> _GIVEN EXERCISE 1_: Based on the terms of sale, why could a Customer end up paying more than the price on the Company's price list? Answer in one to three sentences.
> _GIVEN EXERCISE 2_: Extend the terms of sale by writing on from the last clause shown.

> _EXTRACTED TEXT_:
• • • •

Terms of Sale

1. INTERPRETATION

In these Terms:

1.1 “Company” means Chama Design PTY LTD ABN 71 648 306 718 and its successors and assigns;

1.2 “Consequential Loss or Damage” means loss of profits, revenue, use or opportunity, re-installation costs, removal costs and any remote or indirect form of loss or damage;

1.3 “Goods” means all goods sold and/or delivered by the Company to the Customer from time to time;

1.4 “GST” means the Goods and Services Tax imposed by A New Tax System (Goods & Services Tax) Act 1999 and any related act and/or regulations; and

1.5 “Terms” means these Terms and Conditions of Sale.

1.6 "Supplier" means the manufacturer and/or distributor and/or sender of the Goods;


2. APPLICATION.

2.1 These Terms apply to the Goods.

2.2 No amendment, alteration, waiver or cancellation of any of these Terms is binding on the Company unless confirmed by the Company in writing.

2.3 The Customer acknowledges that no employee or agent of the Company has any right to make any representation, warranty or promise in relation of the Goods or the sale of the Goods other than as contained in these Terms.


3. PRICES

3.1 Prices are determined by the price list current at the time of order and are subject to change without notice.

3.2 Prices do not include any 'additional' delivery and freight charges.


4. TERMS OF PAYMENT

4.1 Payments are to be made direct to the Company, strictly net, without any deduction or discount other than as stated herein or in the relevant invoice or statement.

4.2 Payments are to be made on a COD basis unless specifically stated otherwise in the relevant invoice or statement.

4.3 If payments are made by credit card, the Company reserves the right to recover from the Customer any charges levied in respect of those payments.

• • • •

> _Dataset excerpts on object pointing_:
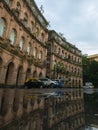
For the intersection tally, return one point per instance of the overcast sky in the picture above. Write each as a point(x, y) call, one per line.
point(76, 19)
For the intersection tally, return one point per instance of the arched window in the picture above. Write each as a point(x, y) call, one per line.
point(2, 27)
point(32, 26)
point(28, 49)
point(13, 36)
point(35, 52)
point(40, 55)
point(42, 36)
point(18, 6)
point(37, 32)
point(18, 9)
point(21, 44)
point(25, 19)
point(9, 2)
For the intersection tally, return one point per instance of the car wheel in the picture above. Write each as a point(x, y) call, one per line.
point(41, 86)
point(52, 85)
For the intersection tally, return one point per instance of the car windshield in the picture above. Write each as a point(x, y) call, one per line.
point(43, 79)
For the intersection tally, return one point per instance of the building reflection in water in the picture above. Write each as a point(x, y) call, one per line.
point(22, 110)
point(91, 108)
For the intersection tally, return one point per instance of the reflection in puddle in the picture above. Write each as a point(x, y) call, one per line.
point(91, 108)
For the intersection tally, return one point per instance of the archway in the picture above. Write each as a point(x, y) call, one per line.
point(19, 76)
point(9, 74)
point(1, 62)
point(28, 73)
point(40, 74)
point(35, 74)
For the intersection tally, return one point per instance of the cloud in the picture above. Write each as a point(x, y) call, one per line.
point(77, 20)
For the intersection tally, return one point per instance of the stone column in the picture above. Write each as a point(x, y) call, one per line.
point(8, 105)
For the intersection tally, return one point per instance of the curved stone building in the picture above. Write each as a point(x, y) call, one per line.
point(23, 39)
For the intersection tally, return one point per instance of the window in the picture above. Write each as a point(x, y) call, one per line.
point(9, 2)
point(25, 20)
point(32, 26)
point(21, 44)
point(2, 27)
point(18, 6)
point(40, 55)
point(13, 36)
point(35, 52)
point(29, 49)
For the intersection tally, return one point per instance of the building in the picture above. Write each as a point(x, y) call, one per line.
point(64, 60)
point(29, 49)
point(23, 41)
point(93, 57)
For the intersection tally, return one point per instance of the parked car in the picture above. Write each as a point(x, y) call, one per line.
point(88, 85)
point(58, 82)
point(48, 82)
point(33, 83)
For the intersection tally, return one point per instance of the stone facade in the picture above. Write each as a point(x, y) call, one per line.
point(93, 57)
point(64, 60)
point(24, 43)
point(29, 49)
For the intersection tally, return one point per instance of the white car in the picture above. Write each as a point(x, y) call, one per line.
point(88, 85)
point(48, 82)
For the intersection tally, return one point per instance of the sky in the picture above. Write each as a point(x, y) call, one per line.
point(77, 20)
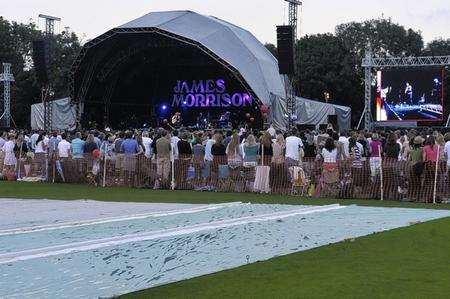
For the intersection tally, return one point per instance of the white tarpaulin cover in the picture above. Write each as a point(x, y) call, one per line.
point(316, 113)
point(64, 115)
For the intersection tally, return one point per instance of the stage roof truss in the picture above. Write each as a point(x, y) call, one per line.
point(113, 32)
point(377, 62)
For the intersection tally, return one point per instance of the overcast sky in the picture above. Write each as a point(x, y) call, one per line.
point(89, 18)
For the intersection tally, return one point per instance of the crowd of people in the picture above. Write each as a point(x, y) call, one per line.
point(413, 163)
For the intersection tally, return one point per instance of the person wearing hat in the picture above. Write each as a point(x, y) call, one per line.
point(417, 168)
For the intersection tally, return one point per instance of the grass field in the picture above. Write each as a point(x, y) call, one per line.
point(412, 262)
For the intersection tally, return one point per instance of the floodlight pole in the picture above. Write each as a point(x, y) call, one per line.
point(6, 77)
point(291, 104)
point(368, 91)
point(45, 92)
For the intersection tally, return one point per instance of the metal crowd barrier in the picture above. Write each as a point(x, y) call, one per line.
point(388, 179)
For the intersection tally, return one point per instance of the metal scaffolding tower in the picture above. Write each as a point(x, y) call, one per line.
point(6, 77)
point(290, 86)
point(369, 63)
point(46, 90)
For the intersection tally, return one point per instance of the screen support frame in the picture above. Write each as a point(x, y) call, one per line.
point(369, 62)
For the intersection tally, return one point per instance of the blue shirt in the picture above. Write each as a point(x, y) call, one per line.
point(129, 147)
point(77, 148)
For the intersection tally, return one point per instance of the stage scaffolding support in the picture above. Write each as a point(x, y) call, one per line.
point(46, 90)
point(369, 63)
point(6, 77)
point(291, 103)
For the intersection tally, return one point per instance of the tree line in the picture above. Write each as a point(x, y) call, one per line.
point(327, 63)
point(16, 47)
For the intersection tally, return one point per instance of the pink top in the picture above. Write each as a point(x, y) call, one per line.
point(375, 147)
point(431, 154)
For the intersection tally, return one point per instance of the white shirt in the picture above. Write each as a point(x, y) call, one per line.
point(293, 145)
point(447, 152)
point(33, 140)
point(329, 157)
point(63, 149)
point(40, 147)
point(147, 142)
point(271, 131)
point(345, 143)
point(208, 147)
point(174, 142)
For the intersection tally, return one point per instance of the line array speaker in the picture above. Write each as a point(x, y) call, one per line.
point(285, 45)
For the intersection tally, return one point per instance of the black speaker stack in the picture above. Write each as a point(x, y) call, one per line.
point(285, 45)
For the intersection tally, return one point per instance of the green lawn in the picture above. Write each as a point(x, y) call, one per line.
point(412, 262)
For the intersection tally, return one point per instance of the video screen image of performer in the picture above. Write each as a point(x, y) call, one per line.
point(415, 95)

• • • •

> _WRITTEN REPLY 1_: Prices don't include any "additional" delivery and freight charges, so those can be added on top. Also, if the Customer pays by credit card, the Company reserves the right to recover any charges levied on those payments.

> _WRITTEN REPLY 2_:
4.4 Interest is payable on all overdue accounts calculated on a daily basis at the rate of 2% per month as from the due date for payment until payment is received by the Company.


5. PROPERTY IN GOODS

Legal and beneficial ownership of Goods supplied by the Company will not pass to the Customer until such time as the goods so supplied and all other goods supplied by the Company to the Customer from time to time, have been paid in full in cash or cleared funds.

6. RISK AND INSURANCE

6.1 The Goods are entirely at the risk of the Customer from the moment the Goods leave the Supplier’s premises even though property in the Goods has not passed to the Customer at that time.

6.2 The Customer must, at its own expense, maintain the Goods and insure them for the benefit of the Company against theft, breakdown, fire, water and other risks, as from the moment of delivery to the Customer and until title in the Goods has passed to the Customer. The Customer must further take all reasonable measures to ensure that the Company’s title to the Goods is in no way prejudiced as a result. If the Goods are lost, destroyed or damaged, any insurance proceeds relating to the Goods in respect of such event received by the Customer, must immediately be paid to the Company.


7. INCORPORATION OF GOODS

7.1 If the Customer uses the Goods in some manufacturing or construction process of its own or some third party, then the Customer must hold such part of the moneys received from time to time by the Customer for such manufacturing or construction process as relates to the Goods, in trust for the Company.

7.2 The part referred to in clause 8.1 will be deemed to equal in dollar terms to the amount owing by the Customer to the Company at the time of the receipt of such moneys by the Customer.

7.3 Money received by the Customer excludes any debts due but not yet paid by the Customer.

7.4 In the circumstances outlined in clause 8.1, the Customer must not assign or deal with its debts in any way prior to payment of the moneys receivable by the Customer in respect of the Goods prior to their payment to the Company.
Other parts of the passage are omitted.